## What this task involves
Begin at the line below that contains "of the diagonal". Repeat it and all remaining lines of the records exactly.

# START OF Extracted data

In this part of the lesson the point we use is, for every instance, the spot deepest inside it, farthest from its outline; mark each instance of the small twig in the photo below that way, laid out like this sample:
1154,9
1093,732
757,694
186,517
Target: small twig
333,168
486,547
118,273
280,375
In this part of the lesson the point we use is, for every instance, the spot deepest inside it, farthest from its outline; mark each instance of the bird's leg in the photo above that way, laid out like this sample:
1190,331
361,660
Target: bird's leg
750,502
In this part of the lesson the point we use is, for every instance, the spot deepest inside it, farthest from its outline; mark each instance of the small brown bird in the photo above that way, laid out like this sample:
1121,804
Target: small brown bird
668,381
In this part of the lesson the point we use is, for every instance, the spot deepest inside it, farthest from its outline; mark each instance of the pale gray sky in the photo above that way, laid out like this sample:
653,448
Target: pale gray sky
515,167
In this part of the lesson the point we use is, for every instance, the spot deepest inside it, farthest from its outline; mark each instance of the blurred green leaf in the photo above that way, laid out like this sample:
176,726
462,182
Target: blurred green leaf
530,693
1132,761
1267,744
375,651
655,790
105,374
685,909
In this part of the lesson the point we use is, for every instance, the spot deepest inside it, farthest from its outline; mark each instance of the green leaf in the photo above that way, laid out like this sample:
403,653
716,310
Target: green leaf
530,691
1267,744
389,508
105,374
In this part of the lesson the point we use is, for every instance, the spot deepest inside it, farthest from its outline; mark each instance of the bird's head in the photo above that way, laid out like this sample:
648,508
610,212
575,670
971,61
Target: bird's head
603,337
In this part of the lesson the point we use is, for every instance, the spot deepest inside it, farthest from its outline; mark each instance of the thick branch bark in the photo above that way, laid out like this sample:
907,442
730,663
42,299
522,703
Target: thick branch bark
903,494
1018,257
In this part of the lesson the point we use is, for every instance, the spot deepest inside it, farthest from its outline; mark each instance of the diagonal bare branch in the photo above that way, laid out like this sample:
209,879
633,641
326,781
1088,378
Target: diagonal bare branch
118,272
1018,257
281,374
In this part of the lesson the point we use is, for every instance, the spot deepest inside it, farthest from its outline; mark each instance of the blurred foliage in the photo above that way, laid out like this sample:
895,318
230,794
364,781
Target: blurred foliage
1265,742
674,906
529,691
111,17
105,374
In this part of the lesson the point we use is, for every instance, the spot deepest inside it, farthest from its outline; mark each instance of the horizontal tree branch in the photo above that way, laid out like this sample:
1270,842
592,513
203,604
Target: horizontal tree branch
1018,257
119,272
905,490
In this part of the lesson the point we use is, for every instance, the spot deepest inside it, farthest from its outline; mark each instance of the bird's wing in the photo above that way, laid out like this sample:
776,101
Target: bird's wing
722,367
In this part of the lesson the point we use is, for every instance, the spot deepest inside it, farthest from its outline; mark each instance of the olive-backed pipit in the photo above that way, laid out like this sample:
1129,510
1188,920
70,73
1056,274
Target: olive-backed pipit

# END OF Extracted data

## Full response
In this part of the lesson the point we use is, for every instance, the spot deepest inside it, farthest from its outline; mark each instance of the diagonal bare branch in the photo above that way, laid out like this sample:
209,879
633,641
326,781
1088,378
Target: diagonal bare branch
118,272
1018,257
281,374
In this part of the lesson the point we use is, for every instance, the spot deepest inside it, farthest from its outline; mark each instance of the blurred foliage in the photo above that way, laid out like this sample:
895,318
230,794
364,781
Target: blurred foliage
1265,742
674,906
529,691
111,17
105,374
In this part of the lesson the point we use is, for every instance, the spot deepest inside it, farthest from its outline; mark each instance of the horizontal tree branch in the photo above that way, laid out like this sample:
1270,842
592,513
203,604
Target: horizontal tree branch
1018,257
119,272
905,490
In this part of the lesson the point we use is, for every instance, the spot deepest inside it, farthest from its outline; mark each instance of the bird's wing in the photo above that way, laid out like this sample:
776,101
Target: bird's wing
722,367
In this part of the lesson the point we use is, for every instance, the spot deepest inside it, farthest from its outline; mark each instance of the olive-backed pipit in the photo above that way, laid out like this sample:
1129,510
1188,920
70,73
1056,274
Target: olive-backed pipit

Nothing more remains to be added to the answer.